Output every line of the items below verbatim, with no changes.
>> Begin RECORD LIST
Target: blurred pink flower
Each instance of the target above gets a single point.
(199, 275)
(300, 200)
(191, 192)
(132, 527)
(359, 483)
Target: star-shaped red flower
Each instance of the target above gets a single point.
>> End RECORD LIST
* OUTPUT
Target: blurred pink flower
Each instance of the target above gets a single point.
(199, 275)
(300, 200)
(191, 192)
(132, 527)
(359, 483)
Target: star-shaped red flower
Each instance of the target above gets a single point.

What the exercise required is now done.